*** Opening of SOURCE RECORDS ***

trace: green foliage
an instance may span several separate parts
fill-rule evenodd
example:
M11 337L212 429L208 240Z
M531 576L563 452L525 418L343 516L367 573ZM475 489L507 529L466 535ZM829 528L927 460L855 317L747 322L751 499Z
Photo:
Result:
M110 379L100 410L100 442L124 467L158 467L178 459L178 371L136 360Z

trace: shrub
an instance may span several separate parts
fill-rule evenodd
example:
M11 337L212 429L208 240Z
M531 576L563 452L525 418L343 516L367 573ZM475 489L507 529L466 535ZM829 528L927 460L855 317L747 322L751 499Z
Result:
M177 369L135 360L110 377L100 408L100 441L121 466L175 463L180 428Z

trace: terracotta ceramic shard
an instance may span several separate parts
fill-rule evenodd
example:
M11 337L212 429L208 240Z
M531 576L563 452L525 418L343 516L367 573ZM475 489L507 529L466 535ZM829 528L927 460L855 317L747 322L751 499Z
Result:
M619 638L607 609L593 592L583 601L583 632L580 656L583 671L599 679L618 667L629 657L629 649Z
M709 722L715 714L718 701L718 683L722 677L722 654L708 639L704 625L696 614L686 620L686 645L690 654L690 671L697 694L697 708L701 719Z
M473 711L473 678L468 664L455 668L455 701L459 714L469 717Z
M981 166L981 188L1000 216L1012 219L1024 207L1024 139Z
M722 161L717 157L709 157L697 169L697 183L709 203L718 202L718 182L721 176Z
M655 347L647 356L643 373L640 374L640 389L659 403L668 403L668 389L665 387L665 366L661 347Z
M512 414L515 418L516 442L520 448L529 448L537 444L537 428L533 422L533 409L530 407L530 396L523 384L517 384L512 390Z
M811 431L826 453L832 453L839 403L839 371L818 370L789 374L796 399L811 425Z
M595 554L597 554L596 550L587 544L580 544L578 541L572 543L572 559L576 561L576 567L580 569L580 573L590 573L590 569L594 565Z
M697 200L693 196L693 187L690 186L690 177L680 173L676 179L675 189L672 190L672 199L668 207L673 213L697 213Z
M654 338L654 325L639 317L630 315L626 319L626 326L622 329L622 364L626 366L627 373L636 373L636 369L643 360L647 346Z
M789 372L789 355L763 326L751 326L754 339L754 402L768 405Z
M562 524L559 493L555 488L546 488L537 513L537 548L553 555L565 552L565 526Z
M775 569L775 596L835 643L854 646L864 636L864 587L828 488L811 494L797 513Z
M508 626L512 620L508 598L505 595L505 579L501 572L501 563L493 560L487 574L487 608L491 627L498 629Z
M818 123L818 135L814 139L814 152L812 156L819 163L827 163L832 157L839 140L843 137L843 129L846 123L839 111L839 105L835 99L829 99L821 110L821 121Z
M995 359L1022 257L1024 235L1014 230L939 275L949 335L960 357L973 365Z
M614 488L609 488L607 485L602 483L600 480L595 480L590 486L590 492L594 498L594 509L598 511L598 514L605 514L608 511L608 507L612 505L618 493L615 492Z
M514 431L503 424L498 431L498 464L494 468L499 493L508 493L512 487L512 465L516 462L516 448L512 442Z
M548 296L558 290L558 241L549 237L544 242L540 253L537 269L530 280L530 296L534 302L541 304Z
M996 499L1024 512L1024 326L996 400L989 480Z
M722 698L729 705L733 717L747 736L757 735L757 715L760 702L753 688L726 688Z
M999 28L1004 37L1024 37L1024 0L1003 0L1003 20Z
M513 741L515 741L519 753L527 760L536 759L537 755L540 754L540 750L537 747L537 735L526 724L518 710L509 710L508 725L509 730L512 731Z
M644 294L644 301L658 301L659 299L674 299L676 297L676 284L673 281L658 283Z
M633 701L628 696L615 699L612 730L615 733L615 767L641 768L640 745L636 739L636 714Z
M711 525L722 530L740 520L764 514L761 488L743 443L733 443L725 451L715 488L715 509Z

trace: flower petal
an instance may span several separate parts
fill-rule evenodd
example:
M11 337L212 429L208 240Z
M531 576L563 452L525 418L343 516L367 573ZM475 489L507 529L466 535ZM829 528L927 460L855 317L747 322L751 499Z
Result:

*** Close of SOURCE RECORDS ***

BRIEF: Retype the records above in full, exactly as they appear.

OUTPUT OF THE EXERCISE:
trace: green foliage
an instance may span several separate parts
fill-rule evenodd
example:
M11 337L212 429L208 240Z
M531 576L563 452L525 418L343 516L367 573ZM475 489L507 529L466 535ZM829 528L927 460L855 317L747 322L751 499Z
Photo:
Result:
M110 379L100 410L100 442L124 467L158 467L178 459L178 371L136 360Z

trace: shrub
an instance may span several separate parts
fill-rule evenodd
example:
M11 337L212 429L208 240Z
M531 576L563 452L525 418L343 516L367 573ZM475 489L507 529L466 535ZM829 528L927 460L855 317L747 322L751 499Z
Result:
M177 369L135 360L110 377L100 408L100 441L121 466L175 463L180 428Z

trace: terracotta ceramic shard
an instance may span several separate parts
fill-rule evenodd
example:
M11 337L212 429L208 240Z
M531 576L563 452L525 418L343 516L367 573ZM475 489L507 529L466 535ZM829 528L927 460L855 317L747 322L751 499Z
Result:
M619 638L607 609L593 592L583 601L583 632L580 656L583 671L599 679L618 667L629 657L629 649Z
M709 722L715 714L718 701L718 683L722 677L722 654L708 639L704 625L696 614L686 620L686 645L690 654L690 671L697 694L697 708L701 719Z
M473 711L473 678L468 664L455 668L455 701L459 714L469 717Z
M981 166L981 188L1000 216L1012 219L1024 207L1024 139Z
M722 161L717 157L709 157L697 169L697 183L709 203L718 202L718 182L721 176Z
M655 347L647 356L643 373L640 374L640 389L659 403L668 403L668 389L665 387L665 366L661 347Z
M512 414L515 418L516 442L520 448L529 448L537 444L537 428L533 422L533 409L530 407L530 396L523 384L517 384L512 390Z
M811 431L826 453L832 453L839 403L839 371L818 370L789 374L796 399L811 425Z
M595 554L597 554L596 550L587 544L580 544L578 541L572 543L572 559L576 561L576 567L580 569L580 573L590 573L590 569L594 565Z
M697 200L693 196L693 187L690 186L690 177L680 173L676 179L675 189L672 190L672 199L668 207L673 213L697 213Z
M654 338L654 325L639 317L630 315L626 319L626 326L622 329L622 364L626 366L627 373L636 373L636 369L643 360L647 346Z
M789 372L789 355L763 326L751 326L754 339L754 402L768 405Z
M562 524L559 493L555 488L546 488L537 513L537 548L553 555L565 552L565 526Z
M775 569L775 596L835 643L854 646L864 636L864 587L828 488L811 494L797 513Z
M508 626L512 620L508 598L505 595L505 579L501 572L501 563L493 560L487 574L487 608L491 627L498 629Z
M818 123L818 135L814 139L814 152L812 156L819 163L827 163L832 157L839 140L843 137L843 129L846 123L839 111L839 105L835 99L829 99L821 110L821 121Z
M995 359L1022 257L1024 235L1014 230L939 275L949 335L960 357L973 365Z
M614 488L609 488L607 485L602 483L600 480L595 480L590 486L590 492L594 498L594 509L598 511L598 514L605 514L608 511L608 507L612 505L618 493L615 492Z
M514 431L503 424L498 431L498 464L494 468L499 493L508 493L512 487L512 465L516 462L516 448L512 442Z
M548 296L558 290L558 241L549 237L544 242L540 253L537 269L530 280L530 296L534 302L541 304Z
M996 499L1024 512L1024 326L996 400L989 480Z
M722 698L729 705L733 717L747 736L757 735L757 715L760 702L753 688L726 688Z
M999 28L1004 37L1024 37L1024 0L1003 0L1003 20Z
M513 741L515 741L519 753L527 760L536 759L537 755L540 754L540 750L537 747L537 735L526 724L518 710L509 710L508 725L509 730L512 731Z
M644 294L644 301L658 301L659 299L674 299L676 297L676 284L673 281L658 283Z
M633 701L628 696L615 699L612 730L615 733L615 767L641 768L640 745L636 739L636 714Z
M711 525L722 530L740 520L764 514L761 488L743 443L733 443L725 451L715 488L715 509Z

trace: flower petal
an instance may span several separate parts
fill-rule evenodd
example:
M11 337L212 429L208 240Z
M531 576L563 452L525 418L343 516L367 573ZM475 489L507 529L466 535ZM829 528L927 460L855 317L747 322L751 499Z
Result:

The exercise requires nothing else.